++++ EXTRACT TO READ
Review: Rage 2 Brings the Flair, but It Barely Fills Its Open World

It’s hard not to be disappointed in how little use the Wasteland has for you when you're not dealing in lead.

Rage 2
Photo: Bethesda Softworks

The first Rage was released back in 2011, when it seemed like every game was painted in washed-out browns and grays—a visual shorthand for a world in ruin. Weirder and wilder out of the gate, Rage 2 is certainly more varied in that regard, with lush vegetation and advancements in Wasteland technology bringing modern and bracing fluorescent green and yellow glows to its environment, making for a much more colorful reality, with a striking pink visual motif cutting through almost every scene like a knife.

It’s two decades after the events of the first game, and there’s been enough peace in the post-asteroid-collision world of tomorrow for the Wasteland to develop something resembling an ecosystem capable of supporting life in the long term. And then General Cross makes his grand, violent return, wiping out the Wasteland’s seat of military power and quickly revealing that things haven’t changed as much in this world as its people would like to imagine.
++++++++
++++ STORED RECORDS
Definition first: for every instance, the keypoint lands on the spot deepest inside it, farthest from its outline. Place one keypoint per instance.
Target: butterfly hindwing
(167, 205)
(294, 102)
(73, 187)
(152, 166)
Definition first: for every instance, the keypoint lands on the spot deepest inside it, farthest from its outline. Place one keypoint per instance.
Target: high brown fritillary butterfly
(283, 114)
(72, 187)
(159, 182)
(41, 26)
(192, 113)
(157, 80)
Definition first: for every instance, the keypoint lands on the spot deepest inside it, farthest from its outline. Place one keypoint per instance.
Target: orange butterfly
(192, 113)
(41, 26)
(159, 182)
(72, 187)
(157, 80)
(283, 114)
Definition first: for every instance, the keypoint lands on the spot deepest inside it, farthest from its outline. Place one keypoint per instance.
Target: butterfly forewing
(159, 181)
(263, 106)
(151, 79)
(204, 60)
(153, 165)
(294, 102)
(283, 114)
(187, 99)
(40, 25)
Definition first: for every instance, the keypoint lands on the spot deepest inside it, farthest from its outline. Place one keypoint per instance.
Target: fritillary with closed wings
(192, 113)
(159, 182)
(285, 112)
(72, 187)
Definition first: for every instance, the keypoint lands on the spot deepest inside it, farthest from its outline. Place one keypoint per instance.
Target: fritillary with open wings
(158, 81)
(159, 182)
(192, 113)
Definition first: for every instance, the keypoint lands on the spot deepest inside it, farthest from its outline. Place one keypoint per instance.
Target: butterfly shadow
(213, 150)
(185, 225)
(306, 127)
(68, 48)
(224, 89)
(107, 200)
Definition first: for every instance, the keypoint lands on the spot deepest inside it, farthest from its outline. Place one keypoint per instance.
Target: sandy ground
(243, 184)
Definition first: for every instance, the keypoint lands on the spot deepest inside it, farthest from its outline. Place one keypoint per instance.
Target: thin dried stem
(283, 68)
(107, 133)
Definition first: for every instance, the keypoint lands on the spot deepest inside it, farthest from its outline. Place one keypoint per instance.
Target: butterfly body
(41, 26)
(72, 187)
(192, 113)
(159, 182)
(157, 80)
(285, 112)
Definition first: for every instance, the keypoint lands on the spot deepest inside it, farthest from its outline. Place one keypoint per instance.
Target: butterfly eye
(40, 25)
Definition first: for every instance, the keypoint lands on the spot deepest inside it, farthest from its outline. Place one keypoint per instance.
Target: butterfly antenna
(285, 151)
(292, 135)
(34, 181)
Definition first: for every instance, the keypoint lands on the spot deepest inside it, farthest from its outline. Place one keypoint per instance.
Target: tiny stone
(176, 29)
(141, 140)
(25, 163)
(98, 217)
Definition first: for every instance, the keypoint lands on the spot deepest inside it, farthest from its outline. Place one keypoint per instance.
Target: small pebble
++++++++
§ TASK STATEMENT: Please continue the Rage 2 review, picking up after its last sentence. These records are separate from the Rage 2 review and have no connection to it.

§ ANSWER:
There’s quite a bit of interesting world-building going on here, with the gruff warlords, scrappy survivors, and crackpot scientists of the first game joined by a motley transhumanist population that’s evolved into a slapdash DIY iteration of our modern life. Transgender bartenders and store owners are commonplace. Every human with missing limbs or other body parts seems to have their own personal, customized replacements.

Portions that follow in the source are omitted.